▸ **VORLIEGENDER TEXT**:

-.-.-

Sühnekirche Sagrada Família in Barcelona

Zum 100. Todestag des Architekten Antoni Gaudí soll die Kirche „La Sagrada Família“ in Barcelona vollendet werden. Dieses Ziel haben sich die Beteiligten nun gesetzt. Zu seinen Lebzeiten wussten die Fachleute nicht, ob sie Gaudí für einen Verrückten oder für ein Genie halten sollten. Im Jahr 2000 leitete die Kirche unter Papst Johannes Paul II. jedenfalls das Seligsprechungsverfahren ein und Benedikt XVI. verlieh dem Gotteshaus anlässlich der Einweihung am 7. November 2010 den Titel einer päpstlichen Basilika. Seit 2005 zählt die Kirche auch zum UNESCO-Weltkulturerbe. 1882 hatte Gaudi ohne jede Bewilligung mit dem Bau begonnen und auf einen entsprechenden Antrag drei Jahre später keine Antwort erhalten. Dennoch setzte er seine Arbeit fort, bis er am 10. Juni 1926 starb, nachdem er wenige Tage zuvor von einer Straßenbahn erfasst worden war. Am 7. Juni 2019, also 137 Jahre nach Baubeginn, erteilte nun Barcelonas Stadtverwaltung eine offizielle Baugenehmigung.

Von Dorothea und Wolfgang Koch

Zu den Schätzen der Kirche, die wir zum Heil unserer Familien und der Gesellschaft wiedergewinnen müssen, gehört das Ehesakrament. Ist es heute deshalb verdunkelt, weil wir diesen vergessenen Edelstein unter den Sakramenten nicht mehr strahlen lassen? Hoffnung weckt das wohl unwahrscheinlichste Phänomen unserer Zeit, die Sagrada Família, die Sühnekirche der Heiligen Familie in Barcelona, die vor allem Eheleuten und Familien Mut macht.

-.-.-

Datenliste
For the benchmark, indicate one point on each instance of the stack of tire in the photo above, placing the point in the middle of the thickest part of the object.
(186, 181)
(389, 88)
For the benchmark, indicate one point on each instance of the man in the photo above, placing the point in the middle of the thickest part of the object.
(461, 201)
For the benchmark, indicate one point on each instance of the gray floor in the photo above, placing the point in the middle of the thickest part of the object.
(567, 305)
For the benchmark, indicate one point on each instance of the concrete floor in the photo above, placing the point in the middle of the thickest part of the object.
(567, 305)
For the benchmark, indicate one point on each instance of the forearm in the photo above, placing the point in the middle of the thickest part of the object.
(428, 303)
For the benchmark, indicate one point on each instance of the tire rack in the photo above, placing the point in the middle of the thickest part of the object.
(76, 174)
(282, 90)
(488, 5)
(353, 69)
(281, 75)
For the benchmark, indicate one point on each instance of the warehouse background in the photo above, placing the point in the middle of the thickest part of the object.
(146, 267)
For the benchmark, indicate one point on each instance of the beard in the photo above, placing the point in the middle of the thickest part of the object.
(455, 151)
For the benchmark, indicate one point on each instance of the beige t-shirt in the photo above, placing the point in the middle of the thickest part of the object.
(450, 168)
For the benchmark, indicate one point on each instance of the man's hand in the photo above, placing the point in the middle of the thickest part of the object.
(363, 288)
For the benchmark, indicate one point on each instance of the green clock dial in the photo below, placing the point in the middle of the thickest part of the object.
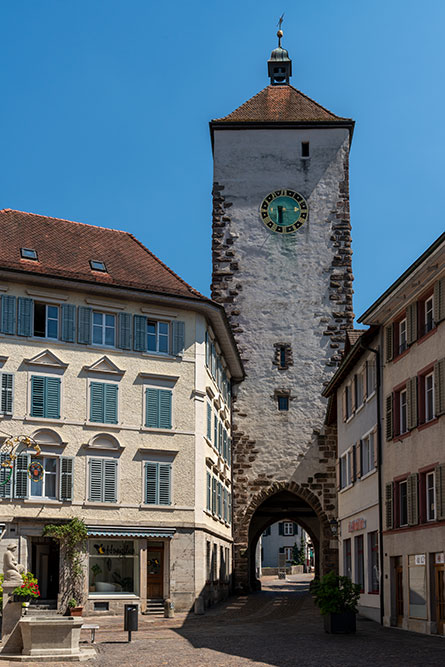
(284, 211)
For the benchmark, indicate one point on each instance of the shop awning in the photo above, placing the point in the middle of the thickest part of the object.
(121, 531)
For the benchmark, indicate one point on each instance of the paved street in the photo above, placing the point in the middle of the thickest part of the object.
(279, 626)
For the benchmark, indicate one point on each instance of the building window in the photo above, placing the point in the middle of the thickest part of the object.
(45, 397)
(104, 329)
(158, 483)
(347, 560)
(157, 336)
(103, 402)
(46, 320)
(359, 562)
(367, 454)
(373, 562)
(113, 566)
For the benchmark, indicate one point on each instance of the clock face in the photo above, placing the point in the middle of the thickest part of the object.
(284, 211)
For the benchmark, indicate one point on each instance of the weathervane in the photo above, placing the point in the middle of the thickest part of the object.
(280, 32)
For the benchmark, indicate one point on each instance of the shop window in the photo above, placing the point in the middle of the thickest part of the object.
(113, 566)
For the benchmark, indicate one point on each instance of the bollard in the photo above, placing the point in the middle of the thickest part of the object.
(169, 608)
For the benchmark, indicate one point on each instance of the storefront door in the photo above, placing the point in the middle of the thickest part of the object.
(155, 571)
(440, 598)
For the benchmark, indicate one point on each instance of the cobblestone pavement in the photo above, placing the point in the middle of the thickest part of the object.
(279, 627)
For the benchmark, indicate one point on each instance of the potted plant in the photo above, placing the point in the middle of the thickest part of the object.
(337, 598)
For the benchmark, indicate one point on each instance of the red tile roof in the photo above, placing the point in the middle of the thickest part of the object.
(65, 248)
(281, 103)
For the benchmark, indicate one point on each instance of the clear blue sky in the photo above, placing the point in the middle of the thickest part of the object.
(105, 109)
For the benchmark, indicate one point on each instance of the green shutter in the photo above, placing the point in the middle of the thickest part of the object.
(84, 325)
(68, 333)
(165, 408)
(7, 393)
(140, 333)
(66, 477)
(21, 476)
(97, 402)
(178, 342)
(8, 314)
(24, 316)
(124, 338)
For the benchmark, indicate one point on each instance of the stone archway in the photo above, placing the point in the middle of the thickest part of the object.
(283, 500)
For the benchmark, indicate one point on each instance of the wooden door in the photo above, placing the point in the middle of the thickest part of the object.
(155, 572)
(440, 598)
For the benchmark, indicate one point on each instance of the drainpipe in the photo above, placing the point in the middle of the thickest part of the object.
(379, 472)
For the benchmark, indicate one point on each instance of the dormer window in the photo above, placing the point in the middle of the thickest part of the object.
(28, 253)
(98, 266)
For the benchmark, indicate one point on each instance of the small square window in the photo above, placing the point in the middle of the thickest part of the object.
(27, 253)
(97, 266)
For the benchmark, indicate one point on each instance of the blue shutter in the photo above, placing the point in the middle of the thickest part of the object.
(140, 333)
(5, 471)
(110, 481)
(8, 314)
(84, 325)
(21, 476)
(110, 400)
(66, 477)
(52, 398)
(95, 480)
(68, 323)
(37, 396)
(150, 483)
(124, 338)
(152, 408)
(24, 315)
(165, 408)
(7, 393)
(164, 483)
(178, 329)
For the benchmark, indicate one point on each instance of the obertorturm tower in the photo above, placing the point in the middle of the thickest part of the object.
(282, 269)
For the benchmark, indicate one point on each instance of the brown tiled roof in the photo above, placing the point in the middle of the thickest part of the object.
(65, 248)
(281, 103)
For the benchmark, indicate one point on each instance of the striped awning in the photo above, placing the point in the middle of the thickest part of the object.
(121, 531)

-.-.-

▸ **ARBEITSANWEISUNGEN**:
1. Gib den Abschnitt des Textes über die Sagrada Família erneut wieder, beginnend bei „Von Dorothea und“ und endend bei „Familien Mut macht.“. Tausche darin „Ehesakrament“ gegen „Sakrament der Ehe“ aus.
2. Setze den Text über die Sagrada Família im Anschluss an seinen letzten Satz fort.

▸ **LÖSUNGEN JE AUFGABE**:
1.
Von Dorothea und Wolfgang Koch

Zu den Schätzen der Kirche, die wir zum Heil unserer Familien und der Gesellschaft wiedergewinnen müssen, gehört das Sakrament der Ehe. Ist es heute deshalb verdunkelt, weil wir diesen vergessenen Edelstein unter den Sakramenten nicht mehr strahlen lassen? Hoffnung weckt das wohl unwahrscheinlichste Phänomen unserer Zeit, die Sagrada Família, die Sühnekirche der Heiligen Familie in Barcelona, die vor allem Eheleuten und Familien Mut macht.

2.
Wiedergewonnenes Christentum

Wer offenen Herzens Spanien bereist, spürt, wie dieses Land vom Wiedergewinnen des verlorenen Christentums geprägt ist. Selbst die herben Landschaften der Meseta und Extremadura, auch die kühnen Sierras und wilden Costas, scheinen vom Ethos der Reconquistadores durchdrungen. Mit seinen Kathedralen und Burgen ist Spanien ein gotisches Land, doch nicht der Westgoten wegen, die zwar zum Christentum fanden, es sich aber von den Mauren rauben ließen. – Wenn sich eine Spanienreise in Katalonien zu ihrem Ende neigt, verdichtet sich dieses Erleben und stößt wie mit den Lanzen eines Ritterheeres ins Herz der Gegenwart. Der Temple Expiatori de la Sagrada Família Antoni Gaudís, seit 1882 in Bau und wohl bis 2026 vollendet, zum 100. Todestag Gaudís, kann auch uns zum Hoffnungszeichen des wiedergewonnenen Glaubens werden, dessen schlanke, hohe Türme, noch von Baukränen umgeben, neu und jung in den Himmel wachsen.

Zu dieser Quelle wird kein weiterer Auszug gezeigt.